— EXERCISE DETAILS —
Please list every line below that contains the word "black", copying each one in full.

— Recorded data —
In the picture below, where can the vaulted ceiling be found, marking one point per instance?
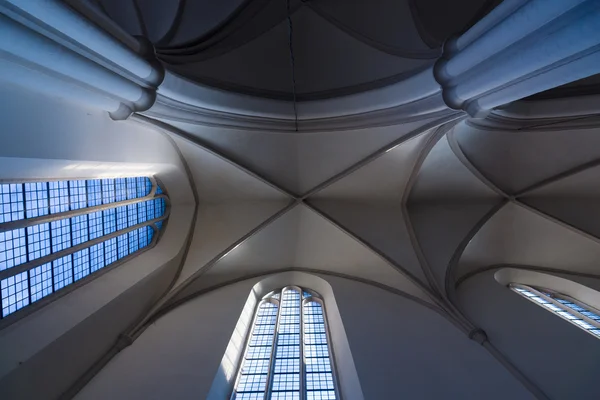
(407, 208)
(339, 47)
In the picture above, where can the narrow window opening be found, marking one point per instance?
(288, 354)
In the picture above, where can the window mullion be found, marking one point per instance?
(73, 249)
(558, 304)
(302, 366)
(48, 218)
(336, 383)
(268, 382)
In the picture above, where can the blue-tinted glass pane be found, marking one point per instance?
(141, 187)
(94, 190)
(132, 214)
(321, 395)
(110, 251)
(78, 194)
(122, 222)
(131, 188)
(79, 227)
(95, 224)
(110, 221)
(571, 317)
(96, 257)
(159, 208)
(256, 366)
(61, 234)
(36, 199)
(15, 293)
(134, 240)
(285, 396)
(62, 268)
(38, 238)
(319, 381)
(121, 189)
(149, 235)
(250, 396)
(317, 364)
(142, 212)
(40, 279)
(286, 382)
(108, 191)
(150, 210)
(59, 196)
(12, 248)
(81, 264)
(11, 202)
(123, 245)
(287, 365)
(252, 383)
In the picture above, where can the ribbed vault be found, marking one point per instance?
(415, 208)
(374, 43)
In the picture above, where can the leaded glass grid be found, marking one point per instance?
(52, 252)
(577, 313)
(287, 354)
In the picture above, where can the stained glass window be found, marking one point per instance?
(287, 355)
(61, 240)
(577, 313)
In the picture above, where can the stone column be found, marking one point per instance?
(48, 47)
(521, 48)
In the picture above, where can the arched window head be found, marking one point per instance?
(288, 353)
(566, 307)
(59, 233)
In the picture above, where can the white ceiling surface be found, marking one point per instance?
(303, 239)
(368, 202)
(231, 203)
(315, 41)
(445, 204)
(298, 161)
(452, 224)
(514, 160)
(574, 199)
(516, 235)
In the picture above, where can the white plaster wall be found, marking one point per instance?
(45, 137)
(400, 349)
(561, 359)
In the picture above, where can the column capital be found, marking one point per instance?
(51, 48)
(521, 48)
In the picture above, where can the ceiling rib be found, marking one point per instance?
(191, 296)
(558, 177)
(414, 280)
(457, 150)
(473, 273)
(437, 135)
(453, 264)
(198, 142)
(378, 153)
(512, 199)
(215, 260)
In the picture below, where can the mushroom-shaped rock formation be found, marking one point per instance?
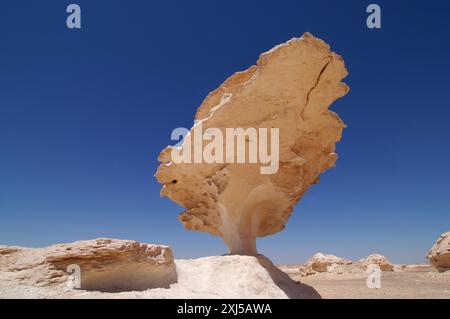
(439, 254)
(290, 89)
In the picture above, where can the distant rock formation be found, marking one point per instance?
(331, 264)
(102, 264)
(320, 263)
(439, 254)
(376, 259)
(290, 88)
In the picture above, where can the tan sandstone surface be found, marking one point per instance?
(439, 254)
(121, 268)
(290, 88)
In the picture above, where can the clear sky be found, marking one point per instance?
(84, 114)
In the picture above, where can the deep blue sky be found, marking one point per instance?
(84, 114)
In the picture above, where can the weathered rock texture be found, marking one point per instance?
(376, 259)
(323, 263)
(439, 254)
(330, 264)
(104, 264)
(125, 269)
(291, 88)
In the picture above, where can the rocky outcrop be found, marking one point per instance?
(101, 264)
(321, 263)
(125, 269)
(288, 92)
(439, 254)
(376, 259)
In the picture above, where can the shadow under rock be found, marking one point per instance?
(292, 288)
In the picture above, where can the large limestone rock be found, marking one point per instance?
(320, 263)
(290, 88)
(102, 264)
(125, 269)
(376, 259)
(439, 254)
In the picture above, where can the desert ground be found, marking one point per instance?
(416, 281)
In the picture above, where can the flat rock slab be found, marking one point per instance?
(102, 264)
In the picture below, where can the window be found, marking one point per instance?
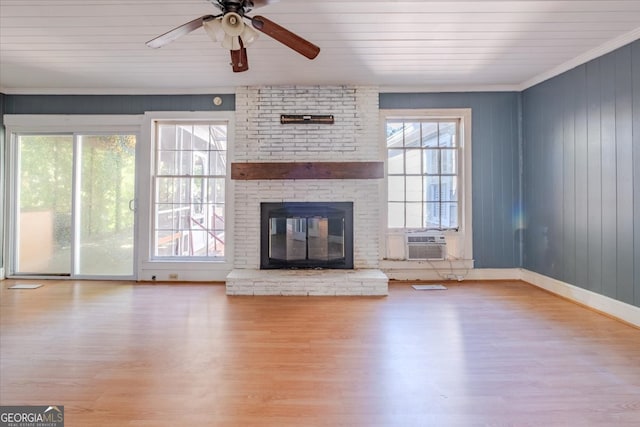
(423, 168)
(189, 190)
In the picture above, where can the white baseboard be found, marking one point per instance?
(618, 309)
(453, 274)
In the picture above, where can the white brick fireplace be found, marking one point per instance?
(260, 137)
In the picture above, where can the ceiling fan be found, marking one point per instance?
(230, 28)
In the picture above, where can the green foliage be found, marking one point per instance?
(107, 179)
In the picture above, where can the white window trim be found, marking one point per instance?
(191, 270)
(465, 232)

...

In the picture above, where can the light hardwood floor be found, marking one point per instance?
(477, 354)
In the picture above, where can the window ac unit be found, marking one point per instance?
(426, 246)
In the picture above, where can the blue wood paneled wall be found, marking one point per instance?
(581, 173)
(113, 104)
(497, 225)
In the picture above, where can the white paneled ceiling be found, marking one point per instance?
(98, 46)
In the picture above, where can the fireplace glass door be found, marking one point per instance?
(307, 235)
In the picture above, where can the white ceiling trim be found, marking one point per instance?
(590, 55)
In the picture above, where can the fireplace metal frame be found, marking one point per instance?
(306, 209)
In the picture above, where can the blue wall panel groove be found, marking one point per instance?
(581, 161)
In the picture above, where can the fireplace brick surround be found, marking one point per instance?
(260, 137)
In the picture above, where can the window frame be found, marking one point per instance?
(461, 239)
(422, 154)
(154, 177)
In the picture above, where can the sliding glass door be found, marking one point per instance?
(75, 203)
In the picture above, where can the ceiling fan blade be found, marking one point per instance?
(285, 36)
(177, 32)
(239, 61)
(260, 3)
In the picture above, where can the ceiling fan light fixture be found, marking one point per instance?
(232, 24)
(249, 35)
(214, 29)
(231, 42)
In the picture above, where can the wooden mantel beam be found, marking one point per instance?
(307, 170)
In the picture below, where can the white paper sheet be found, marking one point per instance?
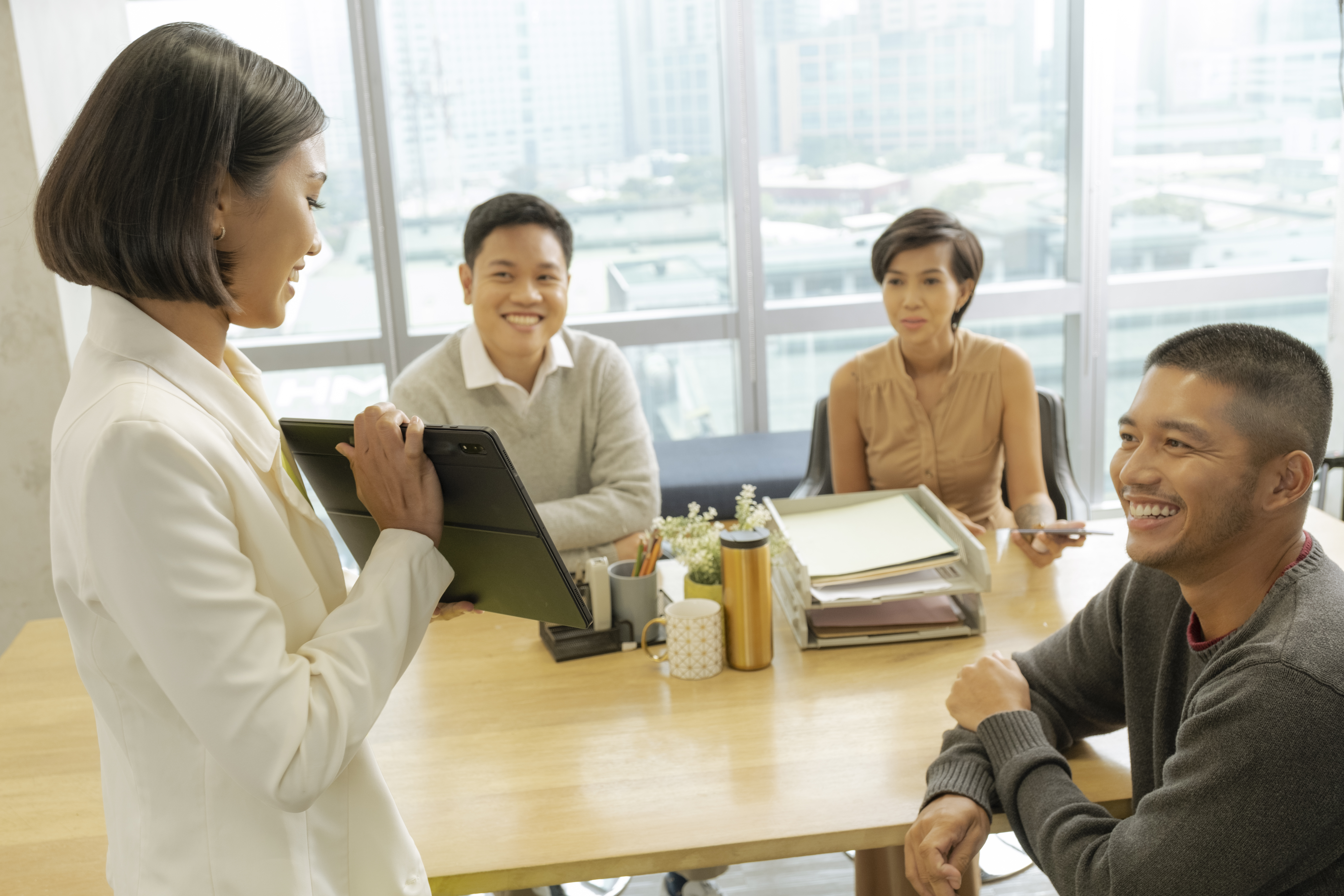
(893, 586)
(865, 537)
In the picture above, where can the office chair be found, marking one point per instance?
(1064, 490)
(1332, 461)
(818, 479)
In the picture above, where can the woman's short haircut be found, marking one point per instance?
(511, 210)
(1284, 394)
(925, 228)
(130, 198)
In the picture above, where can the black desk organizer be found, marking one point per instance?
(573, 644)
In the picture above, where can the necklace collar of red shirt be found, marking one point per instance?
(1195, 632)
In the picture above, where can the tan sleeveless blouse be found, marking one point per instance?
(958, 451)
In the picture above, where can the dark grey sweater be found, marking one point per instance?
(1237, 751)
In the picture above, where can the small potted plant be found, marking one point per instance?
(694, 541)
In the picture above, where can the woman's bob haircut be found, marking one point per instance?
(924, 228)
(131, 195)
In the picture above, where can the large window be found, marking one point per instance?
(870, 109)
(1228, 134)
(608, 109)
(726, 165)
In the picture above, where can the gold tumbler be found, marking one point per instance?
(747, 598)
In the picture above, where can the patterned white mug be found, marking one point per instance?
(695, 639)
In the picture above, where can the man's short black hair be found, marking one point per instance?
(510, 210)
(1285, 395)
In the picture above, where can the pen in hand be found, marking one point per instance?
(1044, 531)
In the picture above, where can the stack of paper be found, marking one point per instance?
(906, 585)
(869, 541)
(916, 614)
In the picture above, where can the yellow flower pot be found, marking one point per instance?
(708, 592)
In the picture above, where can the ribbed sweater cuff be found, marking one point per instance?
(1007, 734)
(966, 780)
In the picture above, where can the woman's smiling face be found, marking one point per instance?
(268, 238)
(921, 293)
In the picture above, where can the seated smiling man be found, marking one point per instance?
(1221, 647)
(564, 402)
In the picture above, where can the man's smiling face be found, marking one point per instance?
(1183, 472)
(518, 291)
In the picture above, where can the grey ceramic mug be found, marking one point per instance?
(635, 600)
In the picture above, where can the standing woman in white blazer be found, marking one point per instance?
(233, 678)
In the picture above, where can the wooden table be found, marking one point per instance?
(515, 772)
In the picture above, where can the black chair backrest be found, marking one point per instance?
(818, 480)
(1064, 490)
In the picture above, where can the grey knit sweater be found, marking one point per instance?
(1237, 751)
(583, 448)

---

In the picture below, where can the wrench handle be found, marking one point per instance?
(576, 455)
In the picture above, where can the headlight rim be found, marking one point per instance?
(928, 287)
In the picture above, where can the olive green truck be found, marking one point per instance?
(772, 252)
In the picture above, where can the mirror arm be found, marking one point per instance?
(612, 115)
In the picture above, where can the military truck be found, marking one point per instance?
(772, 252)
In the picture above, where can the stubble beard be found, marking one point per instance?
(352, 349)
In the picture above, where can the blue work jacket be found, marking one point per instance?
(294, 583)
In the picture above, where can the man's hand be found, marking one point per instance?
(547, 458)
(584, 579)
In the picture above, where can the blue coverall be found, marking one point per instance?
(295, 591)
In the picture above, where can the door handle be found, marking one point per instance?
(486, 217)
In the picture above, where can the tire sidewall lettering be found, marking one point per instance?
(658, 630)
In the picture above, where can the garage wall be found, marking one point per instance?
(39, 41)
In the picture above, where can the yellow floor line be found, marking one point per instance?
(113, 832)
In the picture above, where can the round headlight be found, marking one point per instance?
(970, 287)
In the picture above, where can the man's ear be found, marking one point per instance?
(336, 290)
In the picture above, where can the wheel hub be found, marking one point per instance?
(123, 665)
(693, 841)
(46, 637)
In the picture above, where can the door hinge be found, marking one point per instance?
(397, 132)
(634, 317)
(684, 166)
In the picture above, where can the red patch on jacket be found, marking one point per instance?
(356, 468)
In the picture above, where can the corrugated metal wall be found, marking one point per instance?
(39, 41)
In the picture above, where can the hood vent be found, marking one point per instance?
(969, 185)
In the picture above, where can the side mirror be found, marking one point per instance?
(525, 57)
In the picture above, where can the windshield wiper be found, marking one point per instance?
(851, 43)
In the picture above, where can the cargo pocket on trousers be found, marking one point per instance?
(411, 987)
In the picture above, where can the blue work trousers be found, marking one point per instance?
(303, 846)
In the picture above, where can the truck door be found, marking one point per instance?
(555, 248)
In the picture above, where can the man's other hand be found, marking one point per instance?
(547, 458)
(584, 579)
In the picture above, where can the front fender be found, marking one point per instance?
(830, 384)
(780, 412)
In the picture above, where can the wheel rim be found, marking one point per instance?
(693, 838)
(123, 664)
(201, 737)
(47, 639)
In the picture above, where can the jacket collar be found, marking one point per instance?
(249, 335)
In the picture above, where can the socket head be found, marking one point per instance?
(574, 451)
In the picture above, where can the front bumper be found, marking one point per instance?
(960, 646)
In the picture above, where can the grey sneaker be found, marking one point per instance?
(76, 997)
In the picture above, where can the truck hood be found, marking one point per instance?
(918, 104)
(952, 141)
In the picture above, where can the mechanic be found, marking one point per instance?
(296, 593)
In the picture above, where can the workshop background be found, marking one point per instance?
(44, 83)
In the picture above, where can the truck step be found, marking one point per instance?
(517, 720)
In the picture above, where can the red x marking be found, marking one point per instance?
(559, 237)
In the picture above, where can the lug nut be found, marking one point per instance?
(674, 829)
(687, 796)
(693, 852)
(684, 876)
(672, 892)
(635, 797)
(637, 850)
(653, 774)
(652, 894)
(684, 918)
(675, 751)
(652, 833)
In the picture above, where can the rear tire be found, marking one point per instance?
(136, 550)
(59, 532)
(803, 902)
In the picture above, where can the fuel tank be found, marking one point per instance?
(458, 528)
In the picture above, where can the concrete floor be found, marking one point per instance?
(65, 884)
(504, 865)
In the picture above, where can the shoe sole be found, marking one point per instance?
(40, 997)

— EXERCISE RESPONSE —
In the picture above, where can the black desk organizer be found, marking one point per instance?
In the picture above, where can the man's short black hair be found, marking one point per instance?
In the picture above, where can the black chair backrest be found, marking one point per instance?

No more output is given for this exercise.